SS. Trinità Gv 16,12-15
Entriamo nella “famiglia di Dio” –
a cura di Don Luciano Condina –
La solennità della Santissima Trinità va un po’ sdoganata dal senso puramente teologico: certo è una realtà trascendente, ma dobbiamo capire che la teologia è atto secondo rispetto a quello primario dell’esperienza di fede.
Tutto ciò che sappiamo di Dio ce l’ha rivelato pienamente Gesù: Egli fa ciò che ha visto fare e ha imparato dal Padre, dona quello che da Lui ha ricevuto. Noi sappiamo di Dio, del suo essere Padre, per mezzo di Gesù. Quello che la Chiesa annunzia non è un’affascinante teoria tessuta da connessioni filosofiche coerenti con se stesse: noi abbiamo conosciuto il Signore, Gesù di Nazareth, il quale si è rivelato come messia; l’abbiamo conosciuto e sperimentato quale figlio di Dio, e abbiamo appreso che il Dio d’Israele è Padre ed è una cosa sola con il Figlio.
Noi cristiani di oggi non abbiamo incontrato Gesù di persona, però ne abbiamo un’esperienza diretta attraverso il suo Spirito, che ci parla di Lui. Il nostro rapporto con Dio passa dall’esperienza diretta dello Spirito Santo che glorifica Gesù, ce ne dà il peso, ci rivela la sua gloria, la verità; e conoscendo Gesù conosciamo il Padre.

**Cosa si chiede:** Per favore, riporta senza modifiche la parte del brano sulla Santissima Trinità che comincia con "SS. Trinità Gv" e prosegue fino a "con il Figlio.".

**Estratto dei dati:**

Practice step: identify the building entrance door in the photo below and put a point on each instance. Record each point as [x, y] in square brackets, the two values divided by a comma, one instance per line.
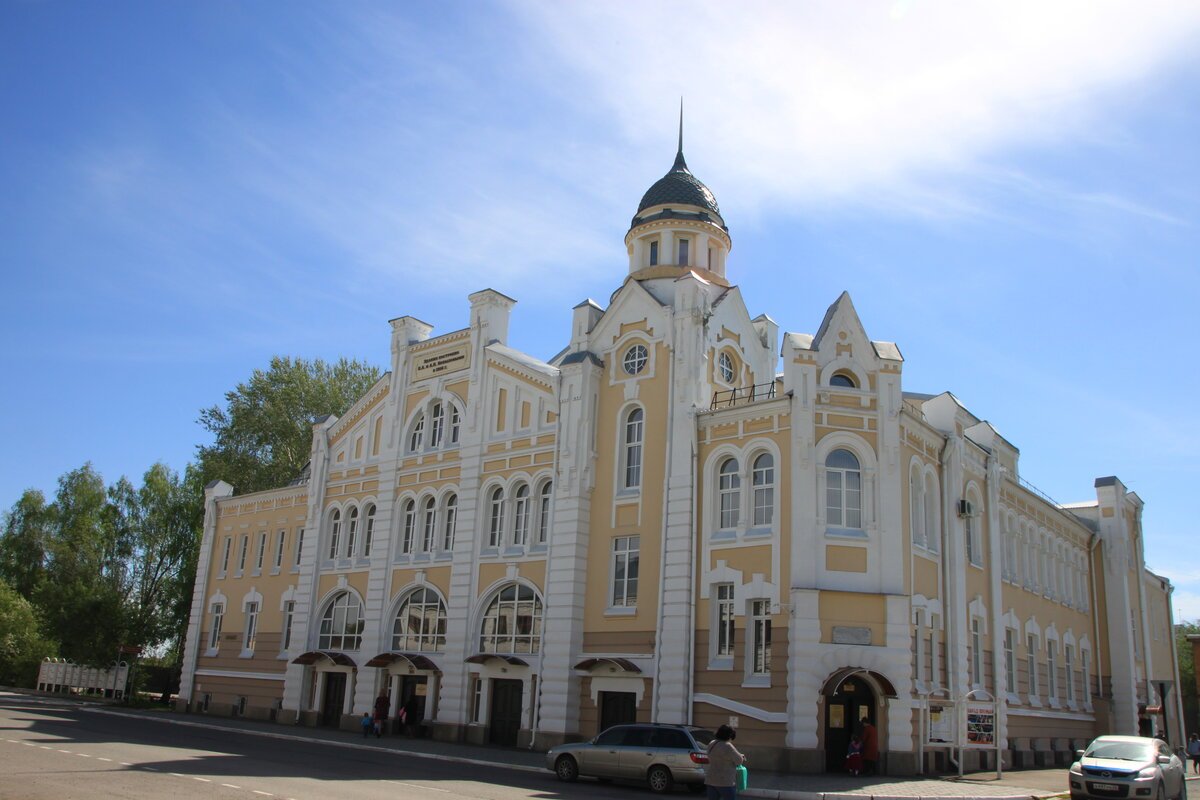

**Risultato del compito:**
SS. Trinità Gv 16,12-15
Entriamo nella “famiglia di Dio” –
a cura di Don Luciano Condina –
La solennità della Santissima Trinità va un po’ sdoganata dal senso puramente teologico: certo è una realtà trascendente, ma dobbiamo capire che la teologia è atto secondo rispetto a quello primario dell’esperienza di fede.
Tutto ciò che sappiamo di Dio ce l’ha rivelato pienamente Gesù: Egli fa ciò che ha visto fare e ha imparato dal Padre, dona quello che da Lui ha ricevuto. Noi sappiamo di Dio, del suo essere Padre, per mezzo di Gesù. Quello che la Chiesa annunzia non è un’affascinante teoria tessuta da connessioni filosofiche coerenti con se stesse: noi abbiamo conosciuto il Signore, Gesù di Nazareth, il quale si è rivelato come messia; l’abbiamo conosciuto e sperimentato quale figlio di Dio, e abbiamo appreso che il Dio d’Israele è Padre ed è una cosa sola con il Figlio.